Request —
Find the line that contains "Exercise. Point out the man's" in the entries below. Output it and each later line exactly, and nothing else.

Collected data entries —
###

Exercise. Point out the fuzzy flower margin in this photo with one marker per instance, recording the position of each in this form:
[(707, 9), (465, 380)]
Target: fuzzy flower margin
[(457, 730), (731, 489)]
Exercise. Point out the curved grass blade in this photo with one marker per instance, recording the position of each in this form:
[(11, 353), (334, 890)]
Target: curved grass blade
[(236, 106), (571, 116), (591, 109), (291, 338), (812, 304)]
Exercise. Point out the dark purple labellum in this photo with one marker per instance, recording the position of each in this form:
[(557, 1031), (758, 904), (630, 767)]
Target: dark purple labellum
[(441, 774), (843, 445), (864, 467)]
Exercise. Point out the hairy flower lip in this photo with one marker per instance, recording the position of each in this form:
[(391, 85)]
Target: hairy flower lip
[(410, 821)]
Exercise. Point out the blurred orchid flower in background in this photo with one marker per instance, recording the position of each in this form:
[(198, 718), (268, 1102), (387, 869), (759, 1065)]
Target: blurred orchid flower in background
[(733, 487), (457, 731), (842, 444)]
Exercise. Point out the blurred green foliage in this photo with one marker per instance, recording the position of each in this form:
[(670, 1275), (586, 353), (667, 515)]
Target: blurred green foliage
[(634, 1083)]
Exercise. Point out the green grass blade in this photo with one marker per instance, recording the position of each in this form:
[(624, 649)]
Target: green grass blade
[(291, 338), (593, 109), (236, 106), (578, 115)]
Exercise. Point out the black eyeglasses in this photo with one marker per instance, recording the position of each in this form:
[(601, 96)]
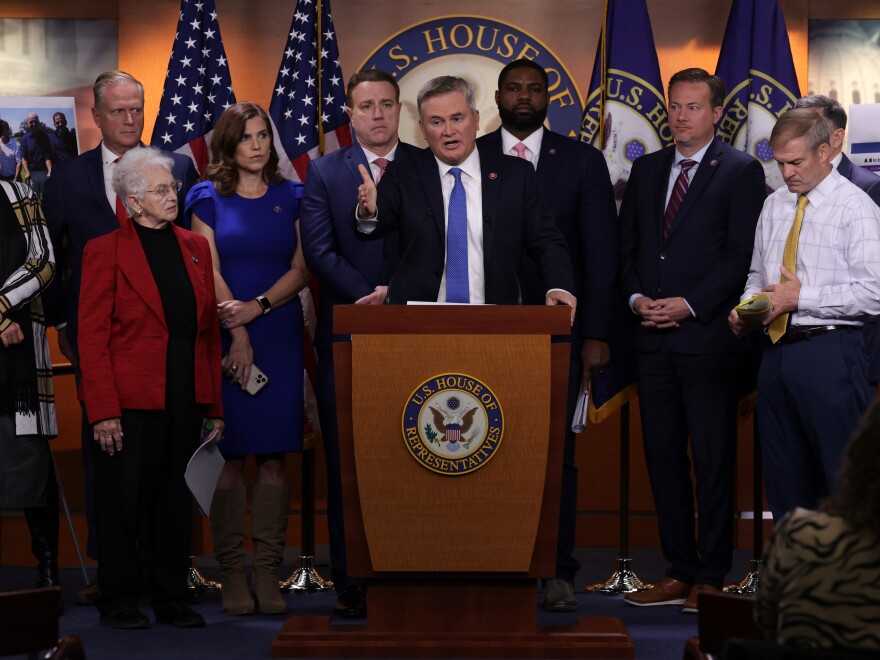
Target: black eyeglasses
[(163, 189)]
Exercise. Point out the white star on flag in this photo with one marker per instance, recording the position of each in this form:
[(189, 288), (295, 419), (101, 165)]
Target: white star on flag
[(189, 73), (308, 103)]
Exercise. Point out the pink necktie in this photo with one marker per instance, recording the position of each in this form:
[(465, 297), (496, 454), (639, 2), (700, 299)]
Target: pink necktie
[(675, 200), (381, 163)]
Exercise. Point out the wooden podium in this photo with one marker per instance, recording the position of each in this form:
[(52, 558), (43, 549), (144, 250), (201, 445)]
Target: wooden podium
[(451, 425)]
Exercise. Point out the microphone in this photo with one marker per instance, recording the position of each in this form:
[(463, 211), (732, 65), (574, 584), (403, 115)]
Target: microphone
[(409, 246), (487, 222)]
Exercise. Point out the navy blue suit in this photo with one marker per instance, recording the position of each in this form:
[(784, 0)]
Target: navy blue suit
[(870, 183), (76, 208), (347, 269), (686, 375), (575, 183), (515, 221)]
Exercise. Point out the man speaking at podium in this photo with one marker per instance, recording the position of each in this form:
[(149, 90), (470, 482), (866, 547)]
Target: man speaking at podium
[(464, 215)]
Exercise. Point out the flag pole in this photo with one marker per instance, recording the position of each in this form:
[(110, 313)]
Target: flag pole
[(623, 580), (305, 578)]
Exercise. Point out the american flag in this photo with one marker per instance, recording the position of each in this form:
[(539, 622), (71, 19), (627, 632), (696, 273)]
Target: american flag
[(198, 87), (308, 102)]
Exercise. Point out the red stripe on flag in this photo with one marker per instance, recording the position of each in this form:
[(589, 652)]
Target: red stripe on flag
[(200, 153)]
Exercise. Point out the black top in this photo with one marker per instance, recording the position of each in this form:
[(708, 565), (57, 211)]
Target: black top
[(172, 280)]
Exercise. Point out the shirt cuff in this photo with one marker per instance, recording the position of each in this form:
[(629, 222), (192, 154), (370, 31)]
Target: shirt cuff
[(365, 225)]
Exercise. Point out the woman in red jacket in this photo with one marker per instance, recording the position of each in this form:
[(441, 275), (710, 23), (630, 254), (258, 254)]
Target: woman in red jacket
[(150, 360)]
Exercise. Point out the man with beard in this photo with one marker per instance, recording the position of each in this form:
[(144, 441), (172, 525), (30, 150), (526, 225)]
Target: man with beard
[(574, 180), (63, 139)]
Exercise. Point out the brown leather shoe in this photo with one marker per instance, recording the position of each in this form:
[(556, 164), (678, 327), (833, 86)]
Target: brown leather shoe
[(90, 595), (665, 592), (690, 605)]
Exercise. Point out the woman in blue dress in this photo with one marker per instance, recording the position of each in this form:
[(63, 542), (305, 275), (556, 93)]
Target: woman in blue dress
[(249, 214)]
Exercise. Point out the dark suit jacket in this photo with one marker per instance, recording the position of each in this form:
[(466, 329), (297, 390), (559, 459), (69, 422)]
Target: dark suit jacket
[(577, 188), (515, 221), (707, 254), (868, 182), (76, 208), (123, 347), (346, 267)]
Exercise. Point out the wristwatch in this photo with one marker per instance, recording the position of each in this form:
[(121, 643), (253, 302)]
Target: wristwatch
[(265, 305)]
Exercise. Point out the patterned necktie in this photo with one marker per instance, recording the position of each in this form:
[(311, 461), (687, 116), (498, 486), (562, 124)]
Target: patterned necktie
[(121, 213), (381, 163), (456, 243), (789, 260), (677, 196)]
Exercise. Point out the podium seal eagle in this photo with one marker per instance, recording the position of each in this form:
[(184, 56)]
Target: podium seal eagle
[(453, 424)]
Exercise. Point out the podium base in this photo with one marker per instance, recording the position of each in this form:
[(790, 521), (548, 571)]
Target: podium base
[(317, 637)]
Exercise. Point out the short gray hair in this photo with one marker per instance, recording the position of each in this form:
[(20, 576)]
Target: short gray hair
[(109, 78), (446, 85), (129, 177)]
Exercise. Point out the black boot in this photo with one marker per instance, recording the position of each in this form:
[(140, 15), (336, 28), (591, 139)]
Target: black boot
[(42, 523)]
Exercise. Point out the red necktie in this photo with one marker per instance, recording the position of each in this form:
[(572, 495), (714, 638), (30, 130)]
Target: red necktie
[(381, 163), (121, 213), (675, 200)]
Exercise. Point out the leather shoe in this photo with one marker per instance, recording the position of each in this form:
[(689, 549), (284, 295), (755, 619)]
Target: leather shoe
[(90, 595), (125, 618), (351, 603), (179, 615), (690, 605), (559, 596), (665, 592)]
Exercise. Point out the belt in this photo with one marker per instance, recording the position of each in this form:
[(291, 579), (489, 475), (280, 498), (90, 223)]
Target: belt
[(800, 333)]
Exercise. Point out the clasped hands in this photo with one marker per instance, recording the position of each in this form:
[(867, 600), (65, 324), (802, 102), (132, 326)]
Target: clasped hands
[(783, 297), (662, 313)]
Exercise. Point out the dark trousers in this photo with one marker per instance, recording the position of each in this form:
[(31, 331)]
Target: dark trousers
[(144, 485), (811, 395), (326, 395), (566, 565), (694, 396)]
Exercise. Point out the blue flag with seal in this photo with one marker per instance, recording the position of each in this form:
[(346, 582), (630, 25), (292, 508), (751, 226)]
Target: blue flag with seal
[(756, 66), (625, 117)]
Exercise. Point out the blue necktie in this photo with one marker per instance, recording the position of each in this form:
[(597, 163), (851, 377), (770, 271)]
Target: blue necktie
[(456, 244)]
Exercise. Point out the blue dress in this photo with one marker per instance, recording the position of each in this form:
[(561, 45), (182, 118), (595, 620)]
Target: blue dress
[(256, 241)]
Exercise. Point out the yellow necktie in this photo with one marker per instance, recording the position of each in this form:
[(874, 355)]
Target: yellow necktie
[(789, 260)]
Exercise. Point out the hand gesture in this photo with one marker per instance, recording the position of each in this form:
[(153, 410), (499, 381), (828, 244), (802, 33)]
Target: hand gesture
[(366, 195)]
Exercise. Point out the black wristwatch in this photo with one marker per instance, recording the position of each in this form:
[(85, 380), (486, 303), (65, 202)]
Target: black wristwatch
[(264, 303)]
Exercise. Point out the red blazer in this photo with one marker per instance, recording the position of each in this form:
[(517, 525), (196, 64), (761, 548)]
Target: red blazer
[(123, 334)]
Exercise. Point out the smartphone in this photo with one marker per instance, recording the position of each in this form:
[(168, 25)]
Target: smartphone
[(256, 381)]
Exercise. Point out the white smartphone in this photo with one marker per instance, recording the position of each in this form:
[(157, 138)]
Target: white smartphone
[(256, 381)]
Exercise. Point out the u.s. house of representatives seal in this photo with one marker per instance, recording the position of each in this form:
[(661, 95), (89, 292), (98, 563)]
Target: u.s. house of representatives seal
[(453, 424)]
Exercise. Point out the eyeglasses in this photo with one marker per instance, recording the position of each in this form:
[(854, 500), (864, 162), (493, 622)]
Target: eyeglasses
[(163, 189)]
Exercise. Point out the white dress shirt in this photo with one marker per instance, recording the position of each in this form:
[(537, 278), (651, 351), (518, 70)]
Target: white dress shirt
[(108, 158), (673, 175), (371, 158), (532, 142), (838, 257), (472, 180)]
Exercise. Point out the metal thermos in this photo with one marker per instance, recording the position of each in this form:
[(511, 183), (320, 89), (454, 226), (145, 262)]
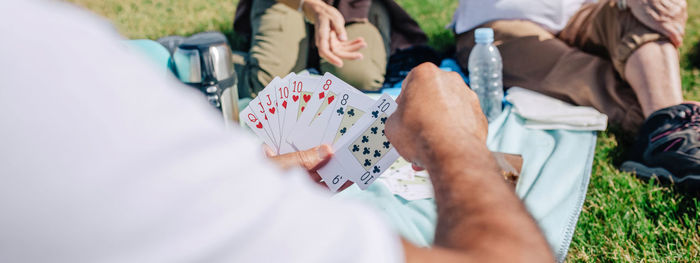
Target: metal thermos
[(203, 61)]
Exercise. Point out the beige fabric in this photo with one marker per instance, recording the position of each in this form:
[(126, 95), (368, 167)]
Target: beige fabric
[(583, 64), (281, 44)]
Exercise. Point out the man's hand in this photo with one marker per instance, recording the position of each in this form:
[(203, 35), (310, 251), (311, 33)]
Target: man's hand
[(331, 37), (435, 108), (311, 160), (439, 125), (665, 16)]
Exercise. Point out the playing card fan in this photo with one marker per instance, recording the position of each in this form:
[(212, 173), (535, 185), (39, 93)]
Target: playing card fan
[(299, 112)]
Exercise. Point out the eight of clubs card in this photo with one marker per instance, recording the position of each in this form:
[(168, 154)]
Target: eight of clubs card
[(365, 153), (310, 128), (350, 107)]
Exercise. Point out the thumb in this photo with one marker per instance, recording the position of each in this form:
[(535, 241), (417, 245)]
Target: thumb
[(310, 159), (315, 158)]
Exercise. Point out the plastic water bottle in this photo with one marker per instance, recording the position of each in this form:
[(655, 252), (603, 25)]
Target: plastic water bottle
[(486, 73)]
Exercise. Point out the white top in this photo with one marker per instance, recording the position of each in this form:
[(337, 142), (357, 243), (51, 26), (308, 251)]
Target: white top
[(550, 14), (103, 161)]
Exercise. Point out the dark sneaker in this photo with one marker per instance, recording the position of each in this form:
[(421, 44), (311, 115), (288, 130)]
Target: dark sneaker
[(668, 146)]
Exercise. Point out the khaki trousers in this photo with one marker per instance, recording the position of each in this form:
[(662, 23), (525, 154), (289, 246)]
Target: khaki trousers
[(583, 64), (281, 43)]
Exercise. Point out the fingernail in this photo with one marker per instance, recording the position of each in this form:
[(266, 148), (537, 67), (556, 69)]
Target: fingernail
[(324, 151)]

###

Exercise solution —
Exercise. Point out the man's hand in this photo with one marker per instance, recording the position of each in this form:
[(203, 35), (310, 251), (311, 33)]
Target: man's hand
[(331, 37), (435, 108), (311, 160), (439, 125), (665, 16)]
Exercise. Point out the playing card fan in this photo with one marker per instance, recording the position of each in this form:
[(212, 173), (535, 185), (39, 93)]
Target: playing card fan
[(299, 112)]
Exercise. Point out the eight of clubs card in this photo with one marker per instance, recording the position of each in this form:
[(168, 154)]
Target: eight of clubs card
[(365, 153), (310, 128), (350, 107)]
Exercise. Point out the thumb in this photo with one marker per instance, recording the position of each in this form:
[(535, 241), (417, 245)]
Target: thumb
[(310, 159), (315, 158)]
Exercise. Point out the plastic water bottle in this photo with one marker per instance, recording the position of each in this form:
[(655, 252), (603, 25)]
Target: plastic water bottle
[(486, 73)]
Exercise. Point out the white top in this photo with one marker per instance, recording the position of each in this form:
[(337, 142), (357, 243), (51, 26), (308, 251)]
Target: white top
[(550, 14), (103, 161)]
Exercise. Point out the dark sneaker in this photo with one marker per instance, recording the position of each in this form:
[(421, 44), (311, 115), (288, 130)]
Target: dark sneaker
[(668, 146)]
Exercise. Point out the khaki trousers in this photo with one marker per instance, recording the position of each in this form:
[(662, 23), (525, 154), (289, 246)]
Target: khaki trousers
[(583, 64), (281, 43)]
Exercise. Point out the fingernail in this photo with one marker per instance, recording the position of each in this form:
[(266, 148), (537, 67), (556, 69)]
Target: fingernail
[(324, 151)]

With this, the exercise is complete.